Work required -
Copy out all of the material below word for word, leaving the pictures out of your output.

Records shown -
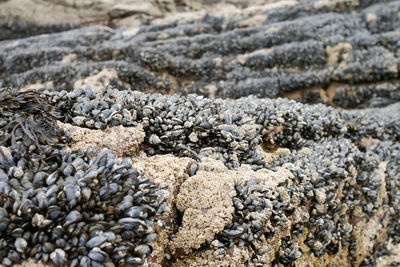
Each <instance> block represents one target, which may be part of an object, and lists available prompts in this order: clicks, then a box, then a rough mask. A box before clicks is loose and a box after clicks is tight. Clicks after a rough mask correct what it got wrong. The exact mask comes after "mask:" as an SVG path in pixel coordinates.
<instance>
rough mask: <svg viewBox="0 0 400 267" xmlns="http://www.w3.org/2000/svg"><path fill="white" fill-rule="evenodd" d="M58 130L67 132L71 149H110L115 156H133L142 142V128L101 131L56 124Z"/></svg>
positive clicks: (142, 127) (114, 129)
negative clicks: (92, 148) (58, 127)
mask: <svg viewBox="0 0 400 267" xmlns="http://www.w3.org/2000/svg"><path fill="white" fill-rule="evenodd" d="M57 123H58V125H59V126H60V128H62V129H64V130H65V131H69V137H70V138H71V141H70V146H71V148H72V149H74V148H75V149H86V148H88V147H92V148H93V149H95V150H102V149H103V148H108V149H111V150H112V151H114V152H115V153H116V155H117V156H119V157H123V156H133V155H134V154H135V153H136V152H138V151H139V149H140V147H139V146H140V145H141V144H142V143H143V141H144V137H145V133H144V132H143V127H142V126H141V125H138V126H137V127H123V126H113V127H110V128H107V129H105V130H103V131H101V130H91V129H87V128H82V127H77V126H73V125H71V124H68V123H62V122H57Z"/></svg>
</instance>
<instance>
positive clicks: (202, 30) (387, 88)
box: [0, 1, 400, 108]
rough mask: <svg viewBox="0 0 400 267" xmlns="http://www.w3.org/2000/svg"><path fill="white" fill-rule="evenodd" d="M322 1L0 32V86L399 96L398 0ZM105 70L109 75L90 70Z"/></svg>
mask: <svg viewBox="0 0 400 267" xmlns="http://www.w3.org/2000/svg"><path fill="white" fill-rule="evenodd" d="M328 2H329V1H328ZM328 2H326V3H325V2H323V1H319V2H307V1H300V2H297V1H282V2H278V3H272V4H265V5H261V6H258V8H247V9H244V10H242V11H241V12H238V11H237V10H236V11H235V10H232V12H230V13H229V12H228V13H226V14H224V13H221V12H220V13H218V12H217V11H214V15H207V16H205V17H200V18H198V19H197V18H196V17H195V16H193V18H192V19H191V20H189V21H187V20H180V21H179V20H178V21H177V22H170V23H167V24H157V25H151V26H143V27H141V28H134V29H128V30H127V29H125V30H121V29H115V30H113V29H111V28H108V27H105V26H96V27H90V28H85V29H80V30H73V31H69V32H63V33H58V34H50V35H47V36H37V37H32V38H28V39H23V40H16V41H3V42H2V43H1V47H0V55H1V56H0V75H1V76H0V85H1V86H3V87H4V86H11V87H19V88H20V87H33V88H51V89H56V90H61V89H63V90H72V89H73V88H76V87H79V86H84V85H85V81H87V79H89V80H90V81H88V82H87V84H93V82H92V80H93V79H97V80H98V83H99V84H101V85H104V86H105V85H107V84H109V83H111V84H112V85H114V86H117V87H118V88H120V89H124V88H129V87H131V88H133V89H134V90H139V91H144V92H154V91H156V92H162V93H167V94H171V93H174V92H178V93H183V94H188V93H196V94H200V95H204V96H207V97H214V96H215V97H224V98H239V97H243V96H247V95H249V94H254V95H257V96H259V97H268V98H276V97H279V96H285V97H289V98H296V99H303V101H304V102H307V103H326V104H329V105H333V106H339V107H343V108H357V107H367V106H383V105H387V104H390V103H393V102H396V101H398V100H399V99H400V95H399V91H398V87H399V81H398V78H399V55H398V39H399V32H398V29H399V27H400V17H399V12H400V4H399V2H398V1H385V2H382V3H374V4H372V3H370V2H368V1H361V2H358V1H353V2H348V1H336V2H329V4H327V3H328ZM146 3H147V2H146ZM334 3H336V4H334ZM49 44H51V45H49ZM104 71H106V72H108V73H110V75H108V77H110V78H109V79H107V81H108V82H106V81H104V80H103V82H102V81H101V80H102V78H101V77H99V76H97V75H99V73H103V72H104Z"/></svg>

Reply to the task -
Each <instance> block represents one target, which may be part of an object, and lists available prompts in this order: clicks, then a box, then a rough mask. A box before clicks is loose and a box after clicks is tight. Clicks after a rough mask correct what it got wrong. The exact mask comes after "mask:" as an SVG path in pixel coordinates.
<instance>
rough mask: <svg viewBox="0 0 400 267" xmlns="http://www.w3.org/2000/svg"><path fill="white" fill-rule="evenodd" d="M58 130L67 132L71 149H110L115 156H133L142 142V128L101 131L56 124Z"/></svg>
positive clicks: (142, 127) (114, 129)
negative clicks: (92, 148) (58, 127)
mask: <svg viewBox="0 0 400 267" xmlns="http://www.w3.org/2000/svg"><path fill="white" fill-rule="evenodd" d="M57 123H58V125H59V126H60V128H62V129H64V130H65V131H69V137H70V138H71V141H70V146H71V148H72V149H74V148H75V149H86V148H88V147H92V148H93V149H95V150H102V149H103V148H108V149H111V150H112V151H114V152H115V153H116V155H117V156H119V157H123V156H133V155H134V154H135V153H136V152H138V151H139V149H140V147H139V146H140V145H141V144H142V143H143V141H144V137H145V133H144V132H143V127H142V126H141V125H138V126H137V127H123V126H113V127H110V128H107V129H105V130H103V131H101V130H91V129H87V128H82V127H77V126H73V125H71V124H68V123H62V122H57Z"/></svg>
</instance>
<instance>
positive clicks: (202, 30) (387, 88)
box: [0, 1, 400, 108]
rough mask: <svg viewBox="0 0 400 267" xmlns="http://www.w3.org/2000/svg"><path fill="white" fill-rule="evenodd" d="M322 1L0 32V86L399 96L398 0ZM105 70L109 75L90 70Z"/></svg>
mask: <svg viewBox="0 0 400 267" xmlns="http://www.w3.org/2000/svg"><path fill="white" fill-rule="evenodd" d="M328 2H329V1H328ZM328 2H326V3H325V2H323V1H319V2H307V1H300V2H297V1H282V2H278V3H272V4H265V5H261V6H258V8H247V9H244V10H242V11H241V12H238V11H237V10H236V11H235V10H232V12H230V13H229V12H228V13H226V14H224V13H221V12H220V13H218V12H217V11H214V15H207V16H205V17H200V18H198V19H197V18H196V17H195V16H193V18H192V19H191V20H189V21H187V20H180V21H179V20H178V21H177V22H170V23H167V24H157V25H151V26H143V27H141V28H134V29H128V30H127V29H125V30H121V29H115V30H113V29H111V28H108V27H105V26H96V27H90V28H85V29H80V30H73V31H69V32H63V33H58V34H50V35H47V36H37V37H32V38H28V39H23V40H16V41H3V42H2V43H1V47H0V55H1V56H0V75H1V76H0V85H1V86H3V87H4V86H11V87H19V88H20V87H33V88H51V89H56V90H61V89H63V90H72V89H73V88H76V87H79V86H84V85H85V81H87V79H89V80H90V81H88V82H87V84H93V82H92V80H93V79H97V80H98V83H99V84H101V85H104V86H105V85H107V84H109V83H111V84H112V85H114V86H117V87H118V88H120V89H124V88H129V87H131V88H133V89H134V90H139V91H144V92H154V91H156V92H162V93H167V94H171V93H174V92H178V93H183V94H188V93H196V94H200V95H204V96H207V97H214V96H215V97H224V98H239V97H243V96H247V95H249V94H254V95H257V96H259V97H268V98H276V97H279V96H285V97H289V98H296V99H303V101H304V102H307V103H326V104H329V105H333V106H339V107H343V108H357V107H367V106H383V105H387V104H390V103H393V102H396V101H398V100H399V99H400V95H399V91H398V87H399V81H398V78H399V55H398V39H399V32H398V29H399V27H400V17H399V12H400V4H399V2H398V1H385V2H382V3H374V4H372V3H370V2H368V1H361V2H358V1H353V2H348V1H336V2H329V4H327V3H328ZM146 3H147V2H146ZM334 3H336V4H334ZM49 44H51V45H49ZM104 71H106V72H108V73H110V75H108V77H110V78H109V79H107V81H108V82H106V81H104V80H103V82H102V81H101V80H102V78H101V77H99V76H97V75H99V73H103V72H104Z"/></svg>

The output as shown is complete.